## Extrait
────────

Primé cette année dans lors des grands rendez-vous internationaux et même à Hollywood, le cinéma brésilien vit une période dorée. Explications à l’occasion du festival qui lui est consacré cette semaine au Luxembourg.
Dans un sourire qui ne le quitte plus, Hugo Prata, réalisateur et curateur du festival du Film brésilien qui se déroule cette semaine à Luxembourg, lâche : «C’est une année en or» pour le cinéma du Brésil. Pour s’en convaincre, il suffit de se pencher sur les palmarès des grands festivals internationaux : la moisson a commencé en février avec un Ours d’argent à Berlin remporté par le réalisateur Gabriel Mascaro avec The Blue Trail (O Último Azul), depuis cette semaine sur les écrans. Puis ça s’est enchaîné avec l’Oscar du meilleur film étranger – le premier de son Histoire – obtenu à Hollywood pour I’m Still Here (Ainda Estou Aqui) de Walter Salles. «C’était presque comme pour une Coupe du monde : tout le pays était à fond derrière le film!», se rappelle le cinéaste, tout droit venu de São Paulo.
Dans la foulée, en mai à Cannes, c’est The Secret Agent (O Agente Secreto) de Kleber Mendonça Filho qui repartira de la Croisette avec deux récompenses (ceux de la mise en scène et du meilleur acteur pour Wagner Moura), saluées jusqu’au président Luiz Inácio Lula da Silva qui s’exprimait ainsi sur X : «C’est une journée pour célébrer le bonheur de vivre dans un pays qui compte des géants de cette taille». La cerise sur le gâteau sera enfin posée à la Mostra de Venise, définitivement séduite par Manas de Marianna Brennand (prix de la meilleure réalisation). Cette dernière, dévoilant son long métrage à l’Utopia mercredi soir, a plu jusqu’à Los Angeles et une certaine… Julia Roberts : «Lors d’une présentation au public, elle a dit : « Ce film va changer vos vies »», confie la réalisatrice.
Bolsonaro en prison, le cinéma au diapason
À l’instar d’autres pays, comme l’Argentine ou, plus populaire, la Corée du Sud, le Brésil connaît son «moment» de gloire sur grand écran, dépassant les trop rapides clichés qui le rattachent à ses courts métrages (où il excelle) et les télénovelas, véritables moteurs du secteur audiovisuel. «Ça n’a rien d’un accident ni d’un coup de chance!», bondit Hugo Prata. «C’est le résultat d’années d’investissements dans la culture, financiers et humains.» Mais dans son pays, régulièrement traversé de soubresauts politiques, entre crises économiques, pouvoirs autoritaires, réformes et démocraties fragiles, les efforts peuvent vite être sabordés. En matière d’industrie du cinéma, tout est une question de «cycles», confiait récemment le réalisateur brésilien Karim Aïnouz. «Comme si vous deviez vous arrêter et recommencer à chaque fois. C’est usant…»

────────

## Consigne A
Remplacez « stone » par « marble » dans les lignes comprises entre celle qui contient « Box every visible ornate » et la dernière ligne de la liste, bornes incluses. Redonnez uniquement ces lignes, sans rien changer d'autre.
L'extrait et les lignes n'ont aucun lien entre eux.

## Liste des lignes
────────

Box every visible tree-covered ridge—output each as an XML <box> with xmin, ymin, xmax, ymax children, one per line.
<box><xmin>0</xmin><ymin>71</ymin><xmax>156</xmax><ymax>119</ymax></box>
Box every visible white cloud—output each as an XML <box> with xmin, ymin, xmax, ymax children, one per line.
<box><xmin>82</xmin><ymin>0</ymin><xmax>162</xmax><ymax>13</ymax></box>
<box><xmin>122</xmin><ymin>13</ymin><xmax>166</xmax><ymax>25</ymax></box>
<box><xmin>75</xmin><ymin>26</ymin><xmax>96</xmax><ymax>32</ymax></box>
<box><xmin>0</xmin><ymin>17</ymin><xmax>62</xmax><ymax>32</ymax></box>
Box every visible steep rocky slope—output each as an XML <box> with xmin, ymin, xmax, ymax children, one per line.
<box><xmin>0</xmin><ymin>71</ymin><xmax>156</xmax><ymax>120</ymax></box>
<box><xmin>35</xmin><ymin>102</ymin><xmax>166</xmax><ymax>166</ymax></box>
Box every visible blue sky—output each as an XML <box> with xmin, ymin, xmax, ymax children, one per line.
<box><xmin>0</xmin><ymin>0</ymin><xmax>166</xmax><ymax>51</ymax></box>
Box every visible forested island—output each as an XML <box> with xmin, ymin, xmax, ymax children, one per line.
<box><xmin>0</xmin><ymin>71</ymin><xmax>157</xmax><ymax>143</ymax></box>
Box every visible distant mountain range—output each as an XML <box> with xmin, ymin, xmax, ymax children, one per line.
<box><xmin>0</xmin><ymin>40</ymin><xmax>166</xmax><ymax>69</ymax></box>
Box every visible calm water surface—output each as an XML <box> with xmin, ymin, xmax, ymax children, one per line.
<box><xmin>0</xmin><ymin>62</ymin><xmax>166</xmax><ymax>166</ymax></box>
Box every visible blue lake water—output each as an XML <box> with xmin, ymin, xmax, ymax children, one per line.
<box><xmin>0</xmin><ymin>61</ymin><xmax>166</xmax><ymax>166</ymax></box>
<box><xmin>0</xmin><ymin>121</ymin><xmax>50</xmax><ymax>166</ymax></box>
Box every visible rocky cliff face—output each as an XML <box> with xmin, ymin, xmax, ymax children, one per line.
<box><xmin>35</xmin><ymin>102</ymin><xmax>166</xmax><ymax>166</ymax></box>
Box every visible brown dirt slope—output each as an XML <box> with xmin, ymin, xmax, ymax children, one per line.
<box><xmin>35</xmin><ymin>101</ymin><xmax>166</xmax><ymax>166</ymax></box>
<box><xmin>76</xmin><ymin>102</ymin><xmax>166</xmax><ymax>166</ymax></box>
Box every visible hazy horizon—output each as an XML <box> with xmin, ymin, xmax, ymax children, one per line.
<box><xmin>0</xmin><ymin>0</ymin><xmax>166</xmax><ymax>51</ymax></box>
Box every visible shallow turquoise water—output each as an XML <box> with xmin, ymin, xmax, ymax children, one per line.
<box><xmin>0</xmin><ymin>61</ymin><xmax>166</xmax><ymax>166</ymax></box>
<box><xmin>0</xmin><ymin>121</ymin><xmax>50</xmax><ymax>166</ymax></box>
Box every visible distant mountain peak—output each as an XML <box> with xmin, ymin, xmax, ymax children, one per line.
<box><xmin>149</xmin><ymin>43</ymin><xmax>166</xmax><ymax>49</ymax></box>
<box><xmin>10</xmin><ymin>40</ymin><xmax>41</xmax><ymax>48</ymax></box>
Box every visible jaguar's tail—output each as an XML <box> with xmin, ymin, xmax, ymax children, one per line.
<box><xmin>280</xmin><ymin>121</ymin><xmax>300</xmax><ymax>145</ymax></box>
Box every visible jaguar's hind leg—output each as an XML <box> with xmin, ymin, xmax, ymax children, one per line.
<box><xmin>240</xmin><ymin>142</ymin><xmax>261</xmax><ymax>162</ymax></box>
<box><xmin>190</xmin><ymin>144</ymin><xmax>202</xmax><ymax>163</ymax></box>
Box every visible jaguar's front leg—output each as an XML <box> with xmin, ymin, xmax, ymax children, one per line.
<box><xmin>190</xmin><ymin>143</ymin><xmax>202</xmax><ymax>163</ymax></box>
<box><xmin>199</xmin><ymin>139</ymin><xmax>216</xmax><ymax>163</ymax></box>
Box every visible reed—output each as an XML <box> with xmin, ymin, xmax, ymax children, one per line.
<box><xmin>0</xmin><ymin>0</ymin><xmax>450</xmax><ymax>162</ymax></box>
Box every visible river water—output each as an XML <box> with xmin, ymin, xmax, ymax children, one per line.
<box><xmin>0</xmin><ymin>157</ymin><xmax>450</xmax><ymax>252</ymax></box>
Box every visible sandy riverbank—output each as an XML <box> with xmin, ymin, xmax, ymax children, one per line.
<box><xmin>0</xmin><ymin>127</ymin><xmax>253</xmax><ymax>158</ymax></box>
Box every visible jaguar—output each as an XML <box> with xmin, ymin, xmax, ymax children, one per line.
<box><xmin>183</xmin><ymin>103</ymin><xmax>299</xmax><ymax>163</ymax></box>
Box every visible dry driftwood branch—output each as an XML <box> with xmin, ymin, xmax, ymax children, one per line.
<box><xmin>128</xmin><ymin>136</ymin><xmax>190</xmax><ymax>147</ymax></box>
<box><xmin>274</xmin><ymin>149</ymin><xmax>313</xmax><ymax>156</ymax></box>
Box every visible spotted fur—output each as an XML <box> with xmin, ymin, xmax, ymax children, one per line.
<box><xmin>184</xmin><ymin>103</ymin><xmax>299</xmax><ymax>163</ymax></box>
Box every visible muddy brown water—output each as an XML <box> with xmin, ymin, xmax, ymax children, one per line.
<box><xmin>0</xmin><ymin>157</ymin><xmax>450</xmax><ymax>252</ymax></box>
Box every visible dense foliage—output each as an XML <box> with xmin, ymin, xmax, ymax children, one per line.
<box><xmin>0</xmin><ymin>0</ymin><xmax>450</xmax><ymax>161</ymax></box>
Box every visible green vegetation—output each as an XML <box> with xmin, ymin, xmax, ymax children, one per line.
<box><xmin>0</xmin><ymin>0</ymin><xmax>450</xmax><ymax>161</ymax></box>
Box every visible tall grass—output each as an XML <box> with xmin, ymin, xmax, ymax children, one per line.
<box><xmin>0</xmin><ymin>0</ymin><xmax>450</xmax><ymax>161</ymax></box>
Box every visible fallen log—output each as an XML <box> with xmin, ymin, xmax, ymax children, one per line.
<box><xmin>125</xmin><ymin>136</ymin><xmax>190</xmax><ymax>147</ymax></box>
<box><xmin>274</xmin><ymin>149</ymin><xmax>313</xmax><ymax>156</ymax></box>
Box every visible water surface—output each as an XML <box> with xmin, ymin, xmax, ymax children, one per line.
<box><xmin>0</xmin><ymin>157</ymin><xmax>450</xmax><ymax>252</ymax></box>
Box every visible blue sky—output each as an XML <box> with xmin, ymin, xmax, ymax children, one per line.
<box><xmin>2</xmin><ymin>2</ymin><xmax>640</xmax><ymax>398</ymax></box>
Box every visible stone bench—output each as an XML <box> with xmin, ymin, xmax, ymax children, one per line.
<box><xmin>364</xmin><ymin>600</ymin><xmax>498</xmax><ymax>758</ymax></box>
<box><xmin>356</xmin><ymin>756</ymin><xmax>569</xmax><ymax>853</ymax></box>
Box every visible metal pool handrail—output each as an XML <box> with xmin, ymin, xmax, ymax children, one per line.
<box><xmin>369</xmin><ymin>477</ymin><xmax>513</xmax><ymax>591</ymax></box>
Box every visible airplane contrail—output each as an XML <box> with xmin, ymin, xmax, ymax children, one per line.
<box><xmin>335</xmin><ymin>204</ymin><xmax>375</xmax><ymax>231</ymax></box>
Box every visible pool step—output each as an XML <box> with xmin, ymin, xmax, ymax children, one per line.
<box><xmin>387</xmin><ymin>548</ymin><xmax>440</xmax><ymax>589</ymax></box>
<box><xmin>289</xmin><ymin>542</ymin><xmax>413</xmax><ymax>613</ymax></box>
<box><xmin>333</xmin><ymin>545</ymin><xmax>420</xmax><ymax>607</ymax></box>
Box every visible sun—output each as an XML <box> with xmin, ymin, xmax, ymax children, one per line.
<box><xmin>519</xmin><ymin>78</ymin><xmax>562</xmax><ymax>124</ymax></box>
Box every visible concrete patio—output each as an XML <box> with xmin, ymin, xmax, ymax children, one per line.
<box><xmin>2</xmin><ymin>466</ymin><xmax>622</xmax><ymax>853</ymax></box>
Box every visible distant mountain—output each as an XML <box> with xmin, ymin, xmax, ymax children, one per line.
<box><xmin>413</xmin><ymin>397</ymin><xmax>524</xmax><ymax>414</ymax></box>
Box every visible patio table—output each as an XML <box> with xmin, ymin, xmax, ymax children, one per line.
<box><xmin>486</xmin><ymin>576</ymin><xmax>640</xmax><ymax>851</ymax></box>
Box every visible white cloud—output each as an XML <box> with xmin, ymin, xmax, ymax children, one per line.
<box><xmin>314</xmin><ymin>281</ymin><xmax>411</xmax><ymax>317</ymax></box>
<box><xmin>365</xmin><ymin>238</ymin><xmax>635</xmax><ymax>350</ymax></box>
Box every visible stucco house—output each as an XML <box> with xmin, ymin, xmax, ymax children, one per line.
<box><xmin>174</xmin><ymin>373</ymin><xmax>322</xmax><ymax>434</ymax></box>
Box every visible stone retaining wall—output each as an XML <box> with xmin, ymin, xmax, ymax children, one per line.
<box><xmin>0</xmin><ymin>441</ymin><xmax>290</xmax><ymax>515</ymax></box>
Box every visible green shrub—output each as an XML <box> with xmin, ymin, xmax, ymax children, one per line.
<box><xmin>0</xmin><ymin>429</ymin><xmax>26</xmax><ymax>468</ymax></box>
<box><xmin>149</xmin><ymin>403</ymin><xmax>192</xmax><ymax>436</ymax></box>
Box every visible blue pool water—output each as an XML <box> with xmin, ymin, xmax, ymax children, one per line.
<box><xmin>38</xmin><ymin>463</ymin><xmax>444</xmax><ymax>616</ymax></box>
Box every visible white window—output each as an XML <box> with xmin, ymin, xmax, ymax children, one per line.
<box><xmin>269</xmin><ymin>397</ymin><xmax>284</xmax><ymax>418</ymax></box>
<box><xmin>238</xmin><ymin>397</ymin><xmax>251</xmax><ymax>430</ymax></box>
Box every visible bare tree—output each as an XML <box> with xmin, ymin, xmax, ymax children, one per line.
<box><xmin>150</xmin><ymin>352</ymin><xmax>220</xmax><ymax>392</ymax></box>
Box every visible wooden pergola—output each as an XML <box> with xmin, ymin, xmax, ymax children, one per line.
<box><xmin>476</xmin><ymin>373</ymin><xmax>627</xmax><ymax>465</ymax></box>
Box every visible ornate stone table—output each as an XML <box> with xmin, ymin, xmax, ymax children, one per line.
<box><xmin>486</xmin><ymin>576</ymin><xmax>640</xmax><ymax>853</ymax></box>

────────

## Consigne B
Transcrivez sans aucune modification le passage de l'extrait compris entre « Dans la foulée, en » et « confie la réalisatrice. », bornes incluses.

## Corrigé A
Box every visible ornate marble table—output each as an XML <box> with xmin, ymin, xmax, ymax children, one per line.
<box><xmin>486</xmin><ymin>576</ymin><xmax>640</xmax><ymax>853</ymax></box>

## Corrigé B
Dans la foulée, en mai à Cannes, c’est The Secret Agent (O Agente Secreto) de Kleber Mendonça Filho qui repartira de la Croisette avec deux récompenses (ceux de la mise en scène et du meilleur acteur pour Wagner Moura), saluées jusqu’au président Luiz Inácio Lula da Silva qui s’exprimait ainsi sur X : «C’est une journée pour célébrer le bonheur de vivre dans un pays qui compte des géants de cette taille». La cerise sur le gâteau sera enfin posée à la Mostra de Venise, définitivement séduite par Manas de Marianna Brennand (prix de la meilleure réalisation). Cette dernière, dévoilant son long métrage à l’Utopia mercredi soir, a plu jusqu’à Los Angeles et une certaine… Julia Roberts : «Lors d’une présentation au public, elle a dit : « Ce film va changer vos vies »», confie la réalisatrice.